**Work request**
Please reproduce the data below exactly, from the first line to the last.

[Saved data entries]
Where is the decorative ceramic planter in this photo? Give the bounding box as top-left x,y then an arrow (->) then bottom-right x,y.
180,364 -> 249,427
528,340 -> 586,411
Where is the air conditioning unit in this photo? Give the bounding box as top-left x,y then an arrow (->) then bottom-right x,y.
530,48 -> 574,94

**Your response**
Where is the decorative ceramic planter in this photo? Give the bounding box as top-left x,y then an arrow (->) then bottom-right x,y.
180,364 -> 249,427
528,340 -> 586,411
Where is the air conditioning unit in this photo? Give the bounding box as top-left x,y then an arrow (->) then bottom-right x,y.
530,48 -> 574,94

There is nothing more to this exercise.